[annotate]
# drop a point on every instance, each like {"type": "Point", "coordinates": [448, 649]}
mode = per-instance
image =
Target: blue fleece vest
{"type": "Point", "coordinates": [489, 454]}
===============
Rewrite the lines of the items above, replacing "fleece" with "denim" and leaving everything else unchanged.

Exercise result:
[annotate]
# drop a point on every instance, each like {"type": "Point", "coordinates": [448, 649]}
mode = per-instance
image =
Target: blue denim vest
{"type": "Point", "coordinates": [489, 454]}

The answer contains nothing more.